[Short problem]: In the VME board summary below, which image processor does the poster say is involved?

[Quoted text]:
--- start ---
SUMMARY: VME board problems on 4/300

From: Chip Campbell (SYSCHIP@wren.sunnybrook.utoronto.ca)
Date: Fri Jul 26 1991 - 21:47:15 CDT


I recently asked about a problem we're having with a specific VME card
on our 4/360, which has quit working since we upgraded that machine's
CPU from a 3/260. I have received, to date, kind and helpful replies
from:

pvo@oce.orst.edu (Paul O'Neill)
vasey@mcc.com (Ron Vasey)
kevins@Aus.Sun.COM (Kevin Sheehan {Consulting Poster Child})
miker@sbcoc.com (Mike Raffety )
curt@ecn.purdue.edu (Curt Freeland)
tg@utstat.toronto.edu
todd@flex.Eng.McMaster.CA (Todd Pfaff)
stern@sunne.East.Sun.COM (Hal Stern - Consultant)

What follows is a summary of these replies. As we investigate the problem, I
will post a further summary of what we find and how (if) we fix it.

My original posting is at the very end.

Chip Campbell
Sunnybrook Health Science Centre
(University of Toronto)
Toronto, Ontario, Canada
campbell@srcl.sunnybrook.utoronto.ca
(416) 480-5718

====================== Summary follows ==============================

>What image processor is this?

MegaVision 1024 XM, from MegaVision Inc. in Goleta, Calif.

>re the 4/110:
>4/110 cpu boards are never bus slaves, always bus masters
>4/110 don't use address lines 28-31

>I'm not a system engineer, but I have read many messages in the past
>detailing timing problems in SUN's VME bus. (Basically, they use
>shorter-than-spec timing on certain WAIT and SYNC signals.) And this
>varies quite a bit between CPUs.

>There was a problem with the 4/300 VME implementation as I remember,
>and you should be able to get Sun to upgrade the board for you. The
>wierd thing is that it fails in a 4/280, as that was one of the better
>cage/CPU combinations. Also wierd that it worked in the 3/260, as that
>was a legal, if somewhat strange implementation.

>The other interesting thing is the sick CPU - the problem of which I
>speak was only with the VME board, it didn't affect the CPU at all. I
>suspect what you are running into here is the smaller power supply of
>the 4/300, not a VME problem per se.

Hmmm. We didn't change the power supply with the upgrade, so the 4/360
is running with the (larger?) power supply of the 3/260. It does have
the "six-fan tray" that the upgrade requires, due to the higher heat
output of the 4/300 cpu board. The machine also has a TAAC in it, which
draws a lot of power.

[ diag led's reading (downwards, 1=on) 11010001. ]
>This means the video memory failed. This is from the SunOS 4.0.3 PROM
>User's Manual, page 179. Sun unbundled this manual for SunOS 4.1 (;-(.
>Perhaps you DO have an addressing conflict?

> Have you
>tried putting the CPU board in "diag" mode with the switch near the serial
>connectors to see what it prints out? In diag mode, the system will tell
>you exactly what tests it is running as it powers up.
>
>Since it appears to be in the memory test portion, I have to ask if you removed
>the 3/200 memory from the bus? I have seen 4/300's get very ill when I forgot
>to remove the "wrong" memory from the bus while swapping CPU's around.

Good point, but yes, the old memory's out.
--- end ---
[Items]:
--- start ---
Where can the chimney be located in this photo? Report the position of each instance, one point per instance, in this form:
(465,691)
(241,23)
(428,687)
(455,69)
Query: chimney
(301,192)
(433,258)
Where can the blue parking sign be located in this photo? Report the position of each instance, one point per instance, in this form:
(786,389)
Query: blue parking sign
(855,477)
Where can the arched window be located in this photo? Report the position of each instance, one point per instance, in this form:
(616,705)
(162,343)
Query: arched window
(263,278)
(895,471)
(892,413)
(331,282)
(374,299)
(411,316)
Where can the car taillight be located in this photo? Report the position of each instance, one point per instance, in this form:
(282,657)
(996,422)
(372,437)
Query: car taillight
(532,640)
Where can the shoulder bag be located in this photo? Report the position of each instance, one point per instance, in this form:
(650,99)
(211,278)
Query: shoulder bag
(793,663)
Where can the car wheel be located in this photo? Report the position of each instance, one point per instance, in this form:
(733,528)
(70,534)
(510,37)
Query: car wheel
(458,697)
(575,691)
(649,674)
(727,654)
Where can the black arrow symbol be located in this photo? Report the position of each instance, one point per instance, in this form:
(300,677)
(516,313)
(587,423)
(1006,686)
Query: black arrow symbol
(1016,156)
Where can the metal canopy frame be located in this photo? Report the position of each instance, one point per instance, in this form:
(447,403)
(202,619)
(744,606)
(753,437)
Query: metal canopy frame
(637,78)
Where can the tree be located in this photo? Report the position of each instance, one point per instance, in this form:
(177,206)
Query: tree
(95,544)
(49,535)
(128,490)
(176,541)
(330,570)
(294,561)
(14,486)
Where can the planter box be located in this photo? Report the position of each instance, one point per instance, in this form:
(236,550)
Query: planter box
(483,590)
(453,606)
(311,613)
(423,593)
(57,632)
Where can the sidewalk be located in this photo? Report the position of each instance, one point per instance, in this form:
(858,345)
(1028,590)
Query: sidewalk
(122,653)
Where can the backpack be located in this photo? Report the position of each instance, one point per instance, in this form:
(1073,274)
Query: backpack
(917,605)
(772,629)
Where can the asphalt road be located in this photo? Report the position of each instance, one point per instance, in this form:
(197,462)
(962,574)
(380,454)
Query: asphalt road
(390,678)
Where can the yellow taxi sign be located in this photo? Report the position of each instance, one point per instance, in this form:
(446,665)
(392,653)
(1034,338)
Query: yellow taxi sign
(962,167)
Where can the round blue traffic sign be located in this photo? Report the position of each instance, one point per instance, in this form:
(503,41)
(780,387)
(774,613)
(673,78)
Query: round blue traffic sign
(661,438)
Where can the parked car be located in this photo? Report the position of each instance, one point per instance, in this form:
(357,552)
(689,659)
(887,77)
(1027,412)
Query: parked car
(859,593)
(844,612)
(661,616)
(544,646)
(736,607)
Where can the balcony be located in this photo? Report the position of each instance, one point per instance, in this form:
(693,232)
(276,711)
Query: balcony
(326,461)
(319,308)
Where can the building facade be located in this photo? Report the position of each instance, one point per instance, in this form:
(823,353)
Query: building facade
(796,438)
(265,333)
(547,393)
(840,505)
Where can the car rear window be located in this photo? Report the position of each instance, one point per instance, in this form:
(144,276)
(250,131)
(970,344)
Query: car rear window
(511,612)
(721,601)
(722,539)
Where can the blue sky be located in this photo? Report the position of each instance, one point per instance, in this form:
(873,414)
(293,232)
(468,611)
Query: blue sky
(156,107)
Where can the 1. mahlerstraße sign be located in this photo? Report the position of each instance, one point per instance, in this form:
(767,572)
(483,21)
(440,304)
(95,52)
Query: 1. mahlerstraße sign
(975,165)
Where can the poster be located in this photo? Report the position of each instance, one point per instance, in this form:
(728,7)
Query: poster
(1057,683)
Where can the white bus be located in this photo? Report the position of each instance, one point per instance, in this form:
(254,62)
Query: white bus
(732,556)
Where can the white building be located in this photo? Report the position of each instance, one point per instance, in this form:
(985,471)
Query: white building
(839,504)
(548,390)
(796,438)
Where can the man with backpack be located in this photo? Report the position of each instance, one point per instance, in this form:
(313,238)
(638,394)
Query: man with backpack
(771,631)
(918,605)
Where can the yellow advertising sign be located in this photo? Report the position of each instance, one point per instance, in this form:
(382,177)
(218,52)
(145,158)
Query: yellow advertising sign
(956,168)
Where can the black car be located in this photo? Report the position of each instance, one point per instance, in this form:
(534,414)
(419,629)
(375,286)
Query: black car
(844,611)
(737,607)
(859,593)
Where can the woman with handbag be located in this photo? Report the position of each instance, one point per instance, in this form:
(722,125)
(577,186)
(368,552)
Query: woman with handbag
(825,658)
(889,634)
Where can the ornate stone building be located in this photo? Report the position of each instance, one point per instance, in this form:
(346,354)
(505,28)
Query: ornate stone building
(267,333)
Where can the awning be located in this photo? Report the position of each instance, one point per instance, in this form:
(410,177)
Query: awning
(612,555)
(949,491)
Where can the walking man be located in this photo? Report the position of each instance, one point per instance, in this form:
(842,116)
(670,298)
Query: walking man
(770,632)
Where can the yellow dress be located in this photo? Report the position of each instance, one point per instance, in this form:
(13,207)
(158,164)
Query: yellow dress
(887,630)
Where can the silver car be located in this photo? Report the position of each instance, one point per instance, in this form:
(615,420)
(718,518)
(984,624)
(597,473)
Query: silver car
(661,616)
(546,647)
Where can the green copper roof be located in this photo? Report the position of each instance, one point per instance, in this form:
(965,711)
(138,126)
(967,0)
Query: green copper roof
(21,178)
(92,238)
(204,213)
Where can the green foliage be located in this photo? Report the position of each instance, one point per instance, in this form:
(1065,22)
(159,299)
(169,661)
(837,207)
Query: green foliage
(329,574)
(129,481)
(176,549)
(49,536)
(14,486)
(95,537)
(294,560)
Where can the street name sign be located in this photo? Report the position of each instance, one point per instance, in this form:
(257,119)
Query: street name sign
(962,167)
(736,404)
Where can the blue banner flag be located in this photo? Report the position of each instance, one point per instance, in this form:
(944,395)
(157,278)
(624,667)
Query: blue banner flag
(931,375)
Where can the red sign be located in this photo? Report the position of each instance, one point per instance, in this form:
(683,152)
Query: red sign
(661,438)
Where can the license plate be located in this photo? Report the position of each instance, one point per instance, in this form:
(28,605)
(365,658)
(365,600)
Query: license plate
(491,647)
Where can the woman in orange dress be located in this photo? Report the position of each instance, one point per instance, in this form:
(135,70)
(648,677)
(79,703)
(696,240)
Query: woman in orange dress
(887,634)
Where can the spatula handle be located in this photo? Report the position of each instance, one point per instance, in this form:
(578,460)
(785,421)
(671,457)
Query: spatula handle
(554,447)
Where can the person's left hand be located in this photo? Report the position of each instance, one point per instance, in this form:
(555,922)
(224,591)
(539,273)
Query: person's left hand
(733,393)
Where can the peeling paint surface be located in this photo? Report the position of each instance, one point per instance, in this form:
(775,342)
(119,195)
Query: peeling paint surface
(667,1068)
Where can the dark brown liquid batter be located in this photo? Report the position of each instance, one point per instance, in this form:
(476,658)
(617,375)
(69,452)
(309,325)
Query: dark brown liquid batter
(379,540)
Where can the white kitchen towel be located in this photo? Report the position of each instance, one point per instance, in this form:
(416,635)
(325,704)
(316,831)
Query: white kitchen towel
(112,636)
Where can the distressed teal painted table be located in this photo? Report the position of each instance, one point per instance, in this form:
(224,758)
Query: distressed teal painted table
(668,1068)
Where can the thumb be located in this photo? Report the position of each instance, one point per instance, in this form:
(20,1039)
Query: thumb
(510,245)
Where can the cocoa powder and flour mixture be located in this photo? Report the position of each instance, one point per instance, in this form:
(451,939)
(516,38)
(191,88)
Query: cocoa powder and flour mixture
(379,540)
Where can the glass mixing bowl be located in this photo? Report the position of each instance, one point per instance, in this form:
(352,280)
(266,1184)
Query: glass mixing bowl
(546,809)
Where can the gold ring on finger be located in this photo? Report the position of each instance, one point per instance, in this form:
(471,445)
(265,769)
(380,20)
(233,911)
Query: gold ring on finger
--- end ---
[Answer to this exercise]: A MegaVision 1024 XM, from MegaVision Inc. in Goleta, Calif.